Dataset entries
=== Begin Enclosure ===

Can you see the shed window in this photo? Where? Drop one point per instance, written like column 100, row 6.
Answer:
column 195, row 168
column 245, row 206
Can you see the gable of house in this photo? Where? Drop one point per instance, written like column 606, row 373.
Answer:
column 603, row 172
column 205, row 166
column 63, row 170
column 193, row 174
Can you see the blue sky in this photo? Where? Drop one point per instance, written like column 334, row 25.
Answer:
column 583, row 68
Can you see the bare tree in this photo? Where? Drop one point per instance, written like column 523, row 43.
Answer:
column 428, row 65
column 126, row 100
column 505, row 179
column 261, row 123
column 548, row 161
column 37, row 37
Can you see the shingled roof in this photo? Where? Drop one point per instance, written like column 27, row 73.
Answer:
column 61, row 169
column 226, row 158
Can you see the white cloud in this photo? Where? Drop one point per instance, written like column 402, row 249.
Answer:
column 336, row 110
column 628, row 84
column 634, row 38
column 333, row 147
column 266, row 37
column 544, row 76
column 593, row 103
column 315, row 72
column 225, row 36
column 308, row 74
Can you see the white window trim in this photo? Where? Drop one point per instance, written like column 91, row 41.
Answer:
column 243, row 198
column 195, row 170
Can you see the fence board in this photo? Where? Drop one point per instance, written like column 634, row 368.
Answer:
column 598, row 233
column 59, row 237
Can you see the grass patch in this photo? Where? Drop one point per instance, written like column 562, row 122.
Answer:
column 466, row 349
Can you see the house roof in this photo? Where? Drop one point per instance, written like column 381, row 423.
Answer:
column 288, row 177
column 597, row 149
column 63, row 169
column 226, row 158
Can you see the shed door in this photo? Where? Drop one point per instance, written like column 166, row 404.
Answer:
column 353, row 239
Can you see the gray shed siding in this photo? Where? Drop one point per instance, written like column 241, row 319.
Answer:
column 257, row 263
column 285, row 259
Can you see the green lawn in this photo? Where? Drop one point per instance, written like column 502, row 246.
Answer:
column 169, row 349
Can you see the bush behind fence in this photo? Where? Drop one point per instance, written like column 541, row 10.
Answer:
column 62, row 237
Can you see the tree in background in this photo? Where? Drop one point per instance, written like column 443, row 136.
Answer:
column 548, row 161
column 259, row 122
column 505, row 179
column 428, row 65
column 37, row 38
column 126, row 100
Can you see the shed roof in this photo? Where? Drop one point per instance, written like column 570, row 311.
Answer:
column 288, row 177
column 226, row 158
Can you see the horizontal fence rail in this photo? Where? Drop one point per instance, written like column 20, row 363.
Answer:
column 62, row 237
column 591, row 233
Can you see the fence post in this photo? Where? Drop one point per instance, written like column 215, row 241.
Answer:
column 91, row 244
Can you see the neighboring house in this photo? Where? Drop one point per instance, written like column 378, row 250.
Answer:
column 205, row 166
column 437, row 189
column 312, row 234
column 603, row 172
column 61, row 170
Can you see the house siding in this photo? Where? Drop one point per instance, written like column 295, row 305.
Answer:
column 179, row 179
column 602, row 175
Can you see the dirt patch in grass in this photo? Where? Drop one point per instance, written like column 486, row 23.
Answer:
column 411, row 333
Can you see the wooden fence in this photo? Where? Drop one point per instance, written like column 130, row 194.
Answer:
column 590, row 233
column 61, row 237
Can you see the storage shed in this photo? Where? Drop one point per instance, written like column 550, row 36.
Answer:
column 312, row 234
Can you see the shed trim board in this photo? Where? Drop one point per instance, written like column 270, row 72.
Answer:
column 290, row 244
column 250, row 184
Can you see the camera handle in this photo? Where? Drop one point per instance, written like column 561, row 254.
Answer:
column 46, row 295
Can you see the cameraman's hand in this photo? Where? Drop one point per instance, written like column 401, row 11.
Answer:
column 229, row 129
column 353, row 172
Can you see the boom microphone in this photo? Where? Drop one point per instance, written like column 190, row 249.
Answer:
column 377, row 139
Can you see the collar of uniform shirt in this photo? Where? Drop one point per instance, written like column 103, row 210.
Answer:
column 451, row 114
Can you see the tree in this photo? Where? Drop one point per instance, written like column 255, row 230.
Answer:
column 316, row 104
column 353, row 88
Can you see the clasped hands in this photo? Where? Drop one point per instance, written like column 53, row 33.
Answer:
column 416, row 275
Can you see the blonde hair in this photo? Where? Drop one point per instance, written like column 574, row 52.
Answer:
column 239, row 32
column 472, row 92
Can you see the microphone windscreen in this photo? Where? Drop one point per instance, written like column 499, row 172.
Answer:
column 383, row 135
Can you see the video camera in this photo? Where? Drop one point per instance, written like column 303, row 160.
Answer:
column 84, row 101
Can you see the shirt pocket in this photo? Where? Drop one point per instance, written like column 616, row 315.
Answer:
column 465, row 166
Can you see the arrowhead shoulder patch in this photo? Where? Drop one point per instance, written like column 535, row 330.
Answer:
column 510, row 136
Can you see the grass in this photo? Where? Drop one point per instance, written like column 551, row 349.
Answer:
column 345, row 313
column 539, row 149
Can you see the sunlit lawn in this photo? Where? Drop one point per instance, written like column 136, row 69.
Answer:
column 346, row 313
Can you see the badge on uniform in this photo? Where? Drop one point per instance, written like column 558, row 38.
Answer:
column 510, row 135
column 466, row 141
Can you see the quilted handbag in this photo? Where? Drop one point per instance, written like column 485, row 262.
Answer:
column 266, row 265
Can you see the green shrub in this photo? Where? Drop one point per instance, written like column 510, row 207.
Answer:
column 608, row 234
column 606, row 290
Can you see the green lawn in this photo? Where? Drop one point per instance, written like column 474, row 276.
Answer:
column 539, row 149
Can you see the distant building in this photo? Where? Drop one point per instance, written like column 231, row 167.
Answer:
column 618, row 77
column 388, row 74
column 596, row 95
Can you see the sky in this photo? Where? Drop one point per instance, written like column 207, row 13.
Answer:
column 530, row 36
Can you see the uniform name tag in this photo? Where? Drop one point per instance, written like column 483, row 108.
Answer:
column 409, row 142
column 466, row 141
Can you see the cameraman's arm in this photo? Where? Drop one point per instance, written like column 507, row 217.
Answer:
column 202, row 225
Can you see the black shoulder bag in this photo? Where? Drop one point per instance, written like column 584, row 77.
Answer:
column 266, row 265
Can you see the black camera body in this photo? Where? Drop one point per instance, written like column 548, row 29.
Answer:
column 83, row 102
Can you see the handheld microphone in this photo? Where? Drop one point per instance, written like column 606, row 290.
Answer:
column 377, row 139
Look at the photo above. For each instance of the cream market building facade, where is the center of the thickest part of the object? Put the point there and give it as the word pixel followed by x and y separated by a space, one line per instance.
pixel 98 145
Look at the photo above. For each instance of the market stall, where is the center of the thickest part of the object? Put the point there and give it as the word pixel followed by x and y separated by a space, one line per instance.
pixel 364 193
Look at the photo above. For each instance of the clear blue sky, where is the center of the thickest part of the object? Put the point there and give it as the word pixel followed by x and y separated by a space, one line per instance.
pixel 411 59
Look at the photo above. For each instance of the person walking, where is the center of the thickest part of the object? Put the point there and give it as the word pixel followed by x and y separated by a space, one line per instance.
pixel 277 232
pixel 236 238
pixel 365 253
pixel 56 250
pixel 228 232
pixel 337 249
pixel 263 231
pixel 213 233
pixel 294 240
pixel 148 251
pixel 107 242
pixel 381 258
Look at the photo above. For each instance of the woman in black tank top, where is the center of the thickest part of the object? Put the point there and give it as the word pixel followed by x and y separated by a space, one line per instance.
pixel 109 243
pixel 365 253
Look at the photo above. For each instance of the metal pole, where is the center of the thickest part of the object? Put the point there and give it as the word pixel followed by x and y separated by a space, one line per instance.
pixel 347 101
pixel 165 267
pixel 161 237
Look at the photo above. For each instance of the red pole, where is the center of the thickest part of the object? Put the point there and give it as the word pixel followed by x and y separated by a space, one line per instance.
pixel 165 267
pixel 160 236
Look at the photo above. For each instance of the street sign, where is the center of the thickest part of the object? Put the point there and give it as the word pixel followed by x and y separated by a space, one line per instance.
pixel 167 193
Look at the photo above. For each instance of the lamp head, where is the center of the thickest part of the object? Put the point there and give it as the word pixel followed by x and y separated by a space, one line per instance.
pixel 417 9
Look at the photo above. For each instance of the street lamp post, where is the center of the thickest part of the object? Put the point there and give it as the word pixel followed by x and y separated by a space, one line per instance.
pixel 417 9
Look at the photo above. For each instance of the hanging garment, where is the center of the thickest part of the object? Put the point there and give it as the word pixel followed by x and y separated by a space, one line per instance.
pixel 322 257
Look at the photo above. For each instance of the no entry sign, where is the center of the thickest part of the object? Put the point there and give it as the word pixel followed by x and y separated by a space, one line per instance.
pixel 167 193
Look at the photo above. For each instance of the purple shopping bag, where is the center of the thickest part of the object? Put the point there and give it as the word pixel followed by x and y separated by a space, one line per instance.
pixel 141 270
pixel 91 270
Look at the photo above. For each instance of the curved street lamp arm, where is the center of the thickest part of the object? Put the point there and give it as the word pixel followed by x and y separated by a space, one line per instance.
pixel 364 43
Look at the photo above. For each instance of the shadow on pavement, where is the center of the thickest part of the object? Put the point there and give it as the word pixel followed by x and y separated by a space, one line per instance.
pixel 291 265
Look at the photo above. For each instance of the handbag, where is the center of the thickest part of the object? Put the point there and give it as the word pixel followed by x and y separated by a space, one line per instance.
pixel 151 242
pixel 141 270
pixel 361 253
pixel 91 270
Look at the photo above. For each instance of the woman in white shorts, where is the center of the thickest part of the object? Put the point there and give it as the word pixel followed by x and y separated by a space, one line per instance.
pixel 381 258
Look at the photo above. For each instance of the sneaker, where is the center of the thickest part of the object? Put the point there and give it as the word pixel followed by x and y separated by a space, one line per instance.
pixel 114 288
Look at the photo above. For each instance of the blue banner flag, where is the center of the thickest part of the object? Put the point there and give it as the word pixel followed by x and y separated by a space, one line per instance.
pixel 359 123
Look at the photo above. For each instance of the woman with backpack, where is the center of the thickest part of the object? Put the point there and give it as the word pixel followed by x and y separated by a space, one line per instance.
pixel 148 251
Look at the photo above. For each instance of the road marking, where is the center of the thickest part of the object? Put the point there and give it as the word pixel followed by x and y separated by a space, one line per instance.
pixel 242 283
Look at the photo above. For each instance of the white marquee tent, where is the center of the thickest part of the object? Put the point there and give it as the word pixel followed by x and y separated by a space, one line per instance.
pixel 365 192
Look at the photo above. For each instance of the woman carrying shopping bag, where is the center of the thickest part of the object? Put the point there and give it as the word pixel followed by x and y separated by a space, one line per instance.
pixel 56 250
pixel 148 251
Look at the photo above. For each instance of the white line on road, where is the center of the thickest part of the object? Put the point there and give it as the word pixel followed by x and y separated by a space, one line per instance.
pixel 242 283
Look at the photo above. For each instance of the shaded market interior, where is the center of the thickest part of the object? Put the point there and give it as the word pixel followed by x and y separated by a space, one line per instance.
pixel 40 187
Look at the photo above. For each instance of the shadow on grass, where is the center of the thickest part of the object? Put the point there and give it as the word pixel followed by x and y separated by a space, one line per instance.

=== End Enclosure ===

The response must consist solely of the lines from the first line of the entries through the line containing "Can you see the gable", repeated exactly.

Can you see the shed window in this photo? Where? Drop one point per instance, written like column 100, row 6.
Answer:
column 195, row 168
column 245, row 206
Can you see the gable of house in this photo? Where? Drop one point per instance, written like column 606, row 373.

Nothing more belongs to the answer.